Adaptive agent abstractions to speed up spatial agent-based simulations

Authored by Abbas Sarraf Shirazi, Timothy Davison, Sebastian von Mammen, Joerg Denzinger, Christian Jacob

Date Published: 2014-01

DOI: 10.1016/j.simpat.2013.09.001

Sponsors: National Science and Engineering Research Council of Canada (NSERC)

Platforms: No platforms listed

Model Documentation: Pseudocode Other Narrative Flow charts Mathematical description

Model Code URLs: Model code not found

Abstract

Simulating fine-grained agent-based models requires extensive computational resources. In this article, we present an approach that reduces the number of agents by adaptively abstracting groups of spatial agents into meta-agents that subsume individual behaviours and physical forms. Particularly, groups of agents that have been clustering together for a sufficiently long period of time are detected by observer agents and then abstracted into a single meta-agent. Observers periodically test meta-agents to ensure their validity, as the dynamics of the simulation may change to a point where the individual agents do not form a cluster any more. An invalid meta-agent is removed from the simulation and subsequently, its subsumed individual agents will be put back in the simulation. The same mechanism can be applied on meta-agents thus creating adaptive abstraction hierarchies during the course of a simulation. Experimental results on the simulation of the blood coagulation process show that the proposed abstraction mechanism results in the same system behaviour while speeding up the simulation. (C) 2013 Elsevier B.V. All rights reserved.

---

■ **What is asked**
1. Could you reproduce the simulation paper listing starting with "Adaptive agent abstractions" and going on through "of Canada (NSERC)", switching "Date Published" to "Publication Date"?
2. How many lines of the entries contain the string "grass", matching case exactly? Give only the number.
The simulation paper listing and the entries are unrelated to each other.

---

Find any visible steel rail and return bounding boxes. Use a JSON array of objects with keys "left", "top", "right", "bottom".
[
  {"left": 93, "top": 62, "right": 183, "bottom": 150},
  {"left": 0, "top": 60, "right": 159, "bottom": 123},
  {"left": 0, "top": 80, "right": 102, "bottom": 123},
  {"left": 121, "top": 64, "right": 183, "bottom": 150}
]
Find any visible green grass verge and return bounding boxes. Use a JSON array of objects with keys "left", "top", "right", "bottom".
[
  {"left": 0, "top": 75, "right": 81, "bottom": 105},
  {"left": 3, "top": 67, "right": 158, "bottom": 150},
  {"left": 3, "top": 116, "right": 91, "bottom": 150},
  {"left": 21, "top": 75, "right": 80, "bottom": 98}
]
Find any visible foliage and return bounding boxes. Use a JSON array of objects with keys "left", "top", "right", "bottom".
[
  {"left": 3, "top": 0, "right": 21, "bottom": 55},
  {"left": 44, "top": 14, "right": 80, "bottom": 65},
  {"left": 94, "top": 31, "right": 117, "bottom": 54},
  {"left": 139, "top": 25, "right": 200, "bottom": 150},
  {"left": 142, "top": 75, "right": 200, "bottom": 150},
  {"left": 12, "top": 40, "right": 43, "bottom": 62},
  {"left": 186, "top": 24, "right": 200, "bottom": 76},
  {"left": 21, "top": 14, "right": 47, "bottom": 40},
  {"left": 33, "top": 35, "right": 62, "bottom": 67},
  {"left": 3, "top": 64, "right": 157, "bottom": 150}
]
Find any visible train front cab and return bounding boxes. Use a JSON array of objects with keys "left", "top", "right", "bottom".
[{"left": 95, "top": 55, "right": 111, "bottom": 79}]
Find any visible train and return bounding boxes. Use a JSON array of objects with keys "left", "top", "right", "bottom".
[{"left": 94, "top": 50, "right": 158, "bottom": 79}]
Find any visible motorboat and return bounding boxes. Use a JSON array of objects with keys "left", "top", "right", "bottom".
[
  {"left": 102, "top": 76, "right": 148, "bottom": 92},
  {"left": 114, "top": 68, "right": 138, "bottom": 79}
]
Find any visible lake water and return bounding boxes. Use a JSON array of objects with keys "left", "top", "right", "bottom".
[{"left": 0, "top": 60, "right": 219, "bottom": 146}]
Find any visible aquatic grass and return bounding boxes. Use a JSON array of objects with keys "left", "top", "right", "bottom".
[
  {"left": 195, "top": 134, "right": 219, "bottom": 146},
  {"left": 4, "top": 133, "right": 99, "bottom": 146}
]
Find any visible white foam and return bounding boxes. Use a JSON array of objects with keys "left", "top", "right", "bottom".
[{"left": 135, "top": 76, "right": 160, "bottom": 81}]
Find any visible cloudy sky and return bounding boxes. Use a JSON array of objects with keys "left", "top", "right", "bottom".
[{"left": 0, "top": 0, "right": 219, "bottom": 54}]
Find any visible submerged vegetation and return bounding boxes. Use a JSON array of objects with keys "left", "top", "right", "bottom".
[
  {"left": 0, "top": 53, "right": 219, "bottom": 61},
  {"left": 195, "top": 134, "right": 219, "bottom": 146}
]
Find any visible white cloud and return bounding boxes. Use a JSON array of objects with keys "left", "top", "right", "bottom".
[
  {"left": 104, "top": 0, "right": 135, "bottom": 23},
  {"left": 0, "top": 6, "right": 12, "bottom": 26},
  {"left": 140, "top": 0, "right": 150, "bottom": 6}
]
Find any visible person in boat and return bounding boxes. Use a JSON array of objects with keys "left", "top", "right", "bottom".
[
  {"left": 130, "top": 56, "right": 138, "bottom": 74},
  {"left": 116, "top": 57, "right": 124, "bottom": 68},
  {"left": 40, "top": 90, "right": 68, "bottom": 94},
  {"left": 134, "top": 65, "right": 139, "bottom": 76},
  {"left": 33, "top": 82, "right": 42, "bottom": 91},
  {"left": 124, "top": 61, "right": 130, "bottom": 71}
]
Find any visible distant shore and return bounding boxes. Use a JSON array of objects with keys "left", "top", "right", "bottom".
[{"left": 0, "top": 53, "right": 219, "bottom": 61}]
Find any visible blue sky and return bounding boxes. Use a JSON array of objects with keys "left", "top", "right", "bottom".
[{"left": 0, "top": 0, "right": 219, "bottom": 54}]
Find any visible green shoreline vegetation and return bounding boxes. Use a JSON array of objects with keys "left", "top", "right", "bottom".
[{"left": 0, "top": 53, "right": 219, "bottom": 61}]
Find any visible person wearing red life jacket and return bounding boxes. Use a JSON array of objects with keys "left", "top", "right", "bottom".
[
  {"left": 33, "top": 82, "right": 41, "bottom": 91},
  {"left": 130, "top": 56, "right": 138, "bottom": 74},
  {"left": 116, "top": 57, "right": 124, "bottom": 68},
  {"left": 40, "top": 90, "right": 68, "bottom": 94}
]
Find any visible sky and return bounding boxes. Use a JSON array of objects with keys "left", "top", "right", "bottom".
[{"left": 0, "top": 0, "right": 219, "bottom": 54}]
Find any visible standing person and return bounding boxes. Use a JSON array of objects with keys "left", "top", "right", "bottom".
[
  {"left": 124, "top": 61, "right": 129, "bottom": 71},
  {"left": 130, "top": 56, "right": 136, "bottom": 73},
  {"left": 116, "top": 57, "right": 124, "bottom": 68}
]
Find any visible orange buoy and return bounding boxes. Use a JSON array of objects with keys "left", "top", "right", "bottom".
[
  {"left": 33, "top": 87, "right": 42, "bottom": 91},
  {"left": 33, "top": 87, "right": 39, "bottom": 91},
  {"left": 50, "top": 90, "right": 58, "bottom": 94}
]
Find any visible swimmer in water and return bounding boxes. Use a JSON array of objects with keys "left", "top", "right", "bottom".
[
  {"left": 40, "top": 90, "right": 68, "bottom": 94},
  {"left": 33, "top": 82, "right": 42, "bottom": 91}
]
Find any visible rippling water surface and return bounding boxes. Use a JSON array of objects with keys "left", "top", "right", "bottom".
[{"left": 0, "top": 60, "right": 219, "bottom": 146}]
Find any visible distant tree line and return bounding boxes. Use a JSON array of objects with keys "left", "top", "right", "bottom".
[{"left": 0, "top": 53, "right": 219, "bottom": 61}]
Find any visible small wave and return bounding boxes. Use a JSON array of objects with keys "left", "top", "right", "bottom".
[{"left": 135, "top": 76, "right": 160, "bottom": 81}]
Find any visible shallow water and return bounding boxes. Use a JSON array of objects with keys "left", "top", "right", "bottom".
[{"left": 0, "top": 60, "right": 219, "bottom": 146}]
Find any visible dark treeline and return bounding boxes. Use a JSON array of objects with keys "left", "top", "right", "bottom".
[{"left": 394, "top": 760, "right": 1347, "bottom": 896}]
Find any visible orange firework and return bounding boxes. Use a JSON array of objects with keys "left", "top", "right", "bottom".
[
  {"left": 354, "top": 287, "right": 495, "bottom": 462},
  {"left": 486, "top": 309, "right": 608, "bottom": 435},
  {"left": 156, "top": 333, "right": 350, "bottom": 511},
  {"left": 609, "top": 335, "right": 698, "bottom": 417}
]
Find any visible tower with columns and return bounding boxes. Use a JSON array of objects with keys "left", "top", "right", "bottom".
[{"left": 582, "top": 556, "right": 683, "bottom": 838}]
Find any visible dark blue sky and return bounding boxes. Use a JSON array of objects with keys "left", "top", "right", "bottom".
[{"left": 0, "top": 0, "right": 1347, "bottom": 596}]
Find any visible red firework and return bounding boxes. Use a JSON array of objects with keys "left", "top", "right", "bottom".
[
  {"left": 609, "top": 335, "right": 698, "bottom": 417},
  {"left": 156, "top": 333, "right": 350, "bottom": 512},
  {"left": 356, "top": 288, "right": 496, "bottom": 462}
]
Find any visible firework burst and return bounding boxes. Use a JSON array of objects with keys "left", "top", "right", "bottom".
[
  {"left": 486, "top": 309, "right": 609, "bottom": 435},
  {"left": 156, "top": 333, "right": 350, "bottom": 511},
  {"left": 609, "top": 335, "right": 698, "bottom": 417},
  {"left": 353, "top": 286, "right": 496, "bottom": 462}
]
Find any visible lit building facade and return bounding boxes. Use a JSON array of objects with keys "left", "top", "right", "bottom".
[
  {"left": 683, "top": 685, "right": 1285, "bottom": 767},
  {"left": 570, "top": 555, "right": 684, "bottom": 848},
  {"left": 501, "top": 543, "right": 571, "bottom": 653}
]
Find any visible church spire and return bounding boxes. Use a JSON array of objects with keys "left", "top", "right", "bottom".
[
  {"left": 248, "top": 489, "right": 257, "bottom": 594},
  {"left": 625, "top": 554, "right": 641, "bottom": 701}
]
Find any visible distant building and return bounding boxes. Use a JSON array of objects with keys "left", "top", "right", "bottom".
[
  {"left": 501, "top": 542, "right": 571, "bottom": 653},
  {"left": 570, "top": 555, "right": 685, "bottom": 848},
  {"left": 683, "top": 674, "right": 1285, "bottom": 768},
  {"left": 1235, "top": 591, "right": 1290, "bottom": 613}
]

---

■ **Answers for the exercise**
1.
Adaptive agent abstractions to speed up spatial agent-based simulations

Authored by Abbas Sarraf Shirazi, Timothy Davison, Sebastian von Mammen, Joerg Denzinger, Christian Jacob

Publication Date: 2014-01

DOI: 10.1016/j.simpat.2013.09.001

Sponsors: National Science and Engineering Research Council of Canada (NSERC)

2. 2